> _Source records_:
--

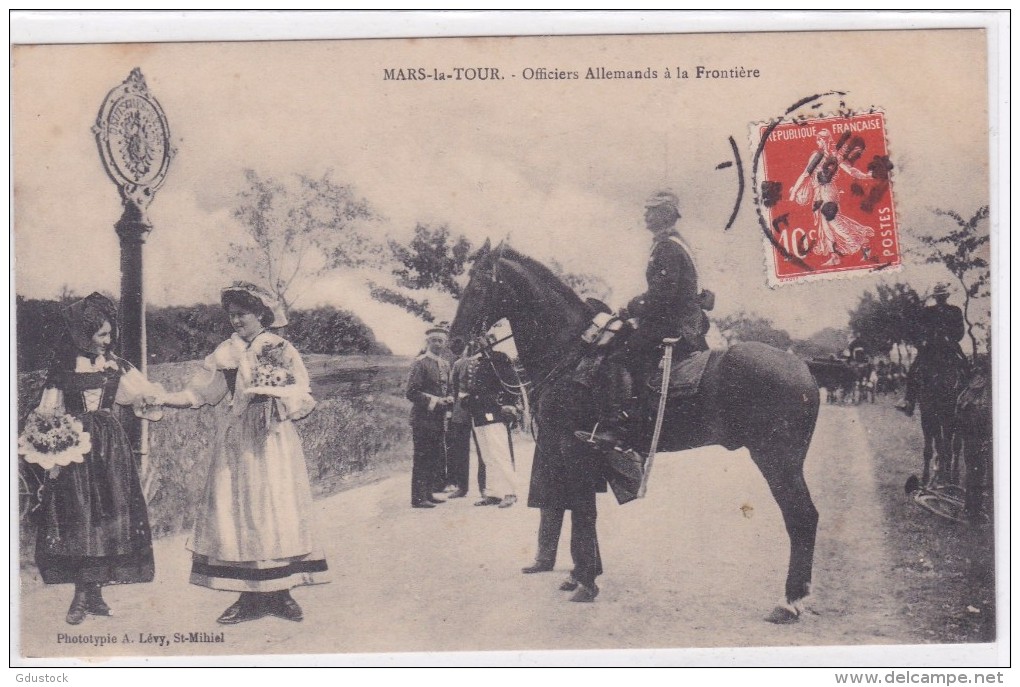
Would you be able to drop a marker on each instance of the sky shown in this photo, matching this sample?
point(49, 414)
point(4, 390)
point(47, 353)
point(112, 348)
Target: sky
point(558, 167)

--

> _Set problem_:
Reproduce the data above line for line, without the picture.

> _The completed task_:
Would you be able to drop a marker on each instance of the sky shown in this photo, matching this sample?
point(49, 414)
point(4, 390)
point(47, 353)
point(112, 348)
Target: sky
point(558, 167)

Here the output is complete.